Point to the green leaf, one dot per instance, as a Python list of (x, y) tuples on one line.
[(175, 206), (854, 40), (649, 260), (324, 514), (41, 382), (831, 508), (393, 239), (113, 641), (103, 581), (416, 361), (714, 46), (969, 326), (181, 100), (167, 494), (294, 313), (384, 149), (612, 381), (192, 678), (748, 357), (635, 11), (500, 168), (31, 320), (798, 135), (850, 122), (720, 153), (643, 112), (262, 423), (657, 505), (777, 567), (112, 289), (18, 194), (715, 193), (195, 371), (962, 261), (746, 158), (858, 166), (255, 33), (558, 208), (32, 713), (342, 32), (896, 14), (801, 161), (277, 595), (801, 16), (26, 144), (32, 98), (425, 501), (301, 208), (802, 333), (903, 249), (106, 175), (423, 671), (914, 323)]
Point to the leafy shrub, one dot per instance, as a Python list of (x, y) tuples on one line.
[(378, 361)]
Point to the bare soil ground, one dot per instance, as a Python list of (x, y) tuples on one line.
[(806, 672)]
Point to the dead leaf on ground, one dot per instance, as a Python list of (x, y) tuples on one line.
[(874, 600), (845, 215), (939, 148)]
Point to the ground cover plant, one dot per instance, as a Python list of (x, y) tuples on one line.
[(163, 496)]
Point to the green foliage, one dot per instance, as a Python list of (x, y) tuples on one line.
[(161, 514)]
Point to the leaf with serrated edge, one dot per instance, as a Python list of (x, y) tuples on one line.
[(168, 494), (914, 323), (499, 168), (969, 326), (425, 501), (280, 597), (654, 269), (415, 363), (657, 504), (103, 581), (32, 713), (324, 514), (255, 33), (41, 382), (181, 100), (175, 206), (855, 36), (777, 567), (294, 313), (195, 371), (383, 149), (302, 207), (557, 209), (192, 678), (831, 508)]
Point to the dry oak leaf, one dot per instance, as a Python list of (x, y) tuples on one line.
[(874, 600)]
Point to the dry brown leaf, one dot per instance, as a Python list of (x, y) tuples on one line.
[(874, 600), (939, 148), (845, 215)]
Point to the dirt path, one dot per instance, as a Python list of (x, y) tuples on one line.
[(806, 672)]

++++++

*Task item:* Retype, exactly and only, the lines running from the one with "Point to the dry brown" through the final line of the listing above.

*Output of the task:*
Point to the dry brown leaf, one dot per instance, as a Python list of (x, y) tuples on one line.
[(874, 600), (939, 148), (845, 215)]
Point to the dirt path, one dot per instance, as a Python list of (x, y) tuples on one line.
[(806, 672)]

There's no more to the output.